Give the data again, word for word.

Items listed in a dataset

★ ★ ★ ★

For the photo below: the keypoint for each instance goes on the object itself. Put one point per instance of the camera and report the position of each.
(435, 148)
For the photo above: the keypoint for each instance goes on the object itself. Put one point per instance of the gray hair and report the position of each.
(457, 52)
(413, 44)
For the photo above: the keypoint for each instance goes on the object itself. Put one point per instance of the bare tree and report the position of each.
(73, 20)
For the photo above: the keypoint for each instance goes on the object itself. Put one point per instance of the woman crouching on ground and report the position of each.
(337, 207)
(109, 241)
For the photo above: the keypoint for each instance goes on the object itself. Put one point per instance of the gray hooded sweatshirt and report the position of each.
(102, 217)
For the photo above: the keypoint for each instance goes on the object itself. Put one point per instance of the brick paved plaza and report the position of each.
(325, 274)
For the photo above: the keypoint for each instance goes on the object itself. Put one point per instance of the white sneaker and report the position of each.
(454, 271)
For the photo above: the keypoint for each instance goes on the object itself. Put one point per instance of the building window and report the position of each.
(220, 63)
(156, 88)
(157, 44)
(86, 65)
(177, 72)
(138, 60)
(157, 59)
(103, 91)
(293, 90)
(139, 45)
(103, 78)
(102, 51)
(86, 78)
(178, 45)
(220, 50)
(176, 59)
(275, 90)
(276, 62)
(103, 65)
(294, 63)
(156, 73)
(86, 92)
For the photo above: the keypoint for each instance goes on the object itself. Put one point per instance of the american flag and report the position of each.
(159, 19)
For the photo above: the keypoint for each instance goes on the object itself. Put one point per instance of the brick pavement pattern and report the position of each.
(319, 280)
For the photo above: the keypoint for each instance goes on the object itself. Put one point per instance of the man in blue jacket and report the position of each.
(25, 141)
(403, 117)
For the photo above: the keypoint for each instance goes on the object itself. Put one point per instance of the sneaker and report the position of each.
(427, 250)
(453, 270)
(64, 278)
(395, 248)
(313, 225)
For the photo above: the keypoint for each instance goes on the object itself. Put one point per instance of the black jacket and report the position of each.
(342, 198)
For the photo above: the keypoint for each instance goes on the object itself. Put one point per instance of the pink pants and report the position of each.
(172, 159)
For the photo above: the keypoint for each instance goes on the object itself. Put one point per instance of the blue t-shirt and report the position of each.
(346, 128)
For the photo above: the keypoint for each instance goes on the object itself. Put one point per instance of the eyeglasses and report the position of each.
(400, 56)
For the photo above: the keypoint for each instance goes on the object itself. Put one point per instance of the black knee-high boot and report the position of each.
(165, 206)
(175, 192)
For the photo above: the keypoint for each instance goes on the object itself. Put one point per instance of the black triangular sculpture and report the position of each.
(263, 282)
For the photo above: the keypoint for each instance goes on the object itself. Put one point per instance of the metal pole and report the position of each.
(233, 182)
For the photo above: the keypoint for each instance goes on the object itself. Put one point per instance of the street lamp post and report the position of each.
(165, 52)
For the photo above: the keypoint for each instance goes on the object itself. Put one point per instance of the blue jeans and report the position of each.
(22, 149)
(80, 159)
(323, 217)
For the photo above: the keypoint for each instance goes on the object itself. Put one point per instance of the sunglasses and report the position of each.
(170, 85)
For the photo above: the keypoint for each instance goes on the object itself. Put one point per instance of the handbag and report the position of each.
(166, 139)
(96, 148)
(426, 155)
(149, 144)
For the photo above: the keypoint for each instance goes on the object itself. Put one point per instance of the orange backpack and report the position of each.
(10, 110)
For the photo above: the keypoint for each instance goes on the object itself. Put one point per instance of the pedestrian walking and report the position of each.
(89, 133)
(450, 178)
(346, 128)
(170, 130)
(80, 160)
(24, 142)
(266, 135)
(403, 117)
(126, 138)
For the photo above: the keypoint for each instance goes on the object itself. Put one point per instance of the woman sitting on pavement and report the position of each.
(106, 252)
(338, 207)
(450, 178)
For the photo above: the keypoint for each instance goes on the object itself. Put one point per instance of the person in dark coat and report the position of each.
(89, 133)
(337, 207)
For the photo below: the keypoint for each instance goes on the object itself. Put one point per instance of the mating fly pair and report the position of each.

★ ★ ★ ★

| Expected answer |
For the photo below: the keypoint for each instance goes on the object itself. Put one point per instance of the camera and report the position of each.
(435, 148)
For the photo above: the keypoint for each instance goes on the object itself. Put one point per instance of the gray hair and report the position of each.
(457, 52)
(413, 44)
For the photo above: the keypoint for each instance goes on the object itself. Put one point per instance of the bare tree and report the position of each.
(73, 20)
For the photo above: the keypoint for each instance goes on the object itself. Put one point per instance of the woman crouching on ground and report the position of each.
(337, 207)
(109, 241)
For the photo above: the keypoint for each instance goes on the object itself. Put one point per instance of the gray hooded sweatshirt and report the position of each.
(102, 217)
For the photo above: the keypoint for each instance goes on the object itself. Put one point per instance of the brick paved plaza and report the position of each.
(325, 274)
For the photo above: the keypoint for each instance goes on the object itself. Put one point per instance of the white sneaker and report the position of each.
(454, 271)
For the photo above: the keypoint for each instance goes on the object itself. Put one point per instance of the building window and report the position of each.
(220, 63)
(156, 88)
(157, 44)
(86, 65)
(177, 72)
(138, 60)
(157, 59)
(103, 91)
(293, 90)
(139, 45)
(103, 78)
(102, 51)
(86, 78)
(178, 45)
(220, 50)
(176, 59)
(275, 90)
(276, 62)
(103, 65)
(294, 63)
(156, 73)
(86, 92)
For the photo above: the keypoint for each instance goes on the object itself. Put one point per instance of the american flag and report the position of each.
(159, 19)
For the photo above: the keypoint for each instance goes on the object itself. Put one point per instance of the brick pavement pattern and report the position of each.
(319, 280)
For the photo above: the keypoint for each instance goes on the object itself. Put one point per instance of the man in blue jacket and report the position of each.
(25, 141)
(403, 117)
For the photo above: the keypoint for each instance goes on the object itself. Put one point per instance of the sneaker and report the position of each.
(427, 250)
(453, 270)
(64, 278)
(395, 248)
(313, 225)
For the photo above: the keypoint for each instance goes on the object itself. Put one point per instance of the black jacket and report the position of each.
(342, 198)
For the photo above: the keypoint for each instance goes on the object itself. Put one point per instance of the pink pants and report the position of each.
(172, 159)
For the photo above: the keypoint for each instance goes on the object itself. Put one point per instance of the blue t-shirt and report the position of each.
(346, 128)
For the photo above: the keypoint for each instance goes on the object itself. Put one point per instance of the eyeglasses and report the position of each.
(400, 56)
For the photo above: the keypoint for each instance goes on the object itself. Put one point per instance of the black knee-high boot and report the position of each.
(165, 206)
(175, 192)
For the photo above: the keypoint for each instance goes on the object itself. Put one point per instance of the black triangular sculpture and report the position of each.
(263, 282)
For the photo above: the keypoint for each instance goes on the object itself. Put one point per instance of the metal pole and report the position of each.
(233, 182)
For the photo above: the keypoint for each instance goes on the object itself. Put one point per instance of the street lamp post and report the position of each.
(165, 52)
For the photo above: the keypoint for each instance goes on the object itself. Put one point per instance of the blue jeans and report the position of each.
(22, 149)
(80, 159)
(323, 217)
For the photo above: the keypoint for each instance goes on the object itself. Put one point per instance of the sunglasses and report the position of each.
(170, 85)
For the photo above: the keypoint for each instance goes on the object itself. Put one point per instance of the handbag and report the position of each.
(166, 139)
(96, 148)
(426, 155)
(149, 144)
For the photo above: the keypoint for each instance goes on the object itself. Put one point per instance of the orange backpack and report the position of each.
(10, 110)
For the photo above: the keypoint for each instance goes on the object itself. Put one point per instance of the pedestrian walking and report the position of each.
(89, 133)
(450, 178)
(346, 128)
(170, 130)
(80, 160)
(24, 142)
(266, 135)
(403, 117)
(126, 138)
For the photo above: the keypoint for each instance goes on the object itself. Put one point per instance of the woman sitting on pavement and report the position of each.
(106, 252)
(338, 207)
(450, 178)
For the photo above: the keypoint for each instance goes on the object itself. Put one point per instance of the person in dark coat and report the position of each.
(89, 133)
(337, 207)
For the photo below: the keypoint for each instance goes on the object itself. Put one point per instance of the mating fly pair and report the position of each.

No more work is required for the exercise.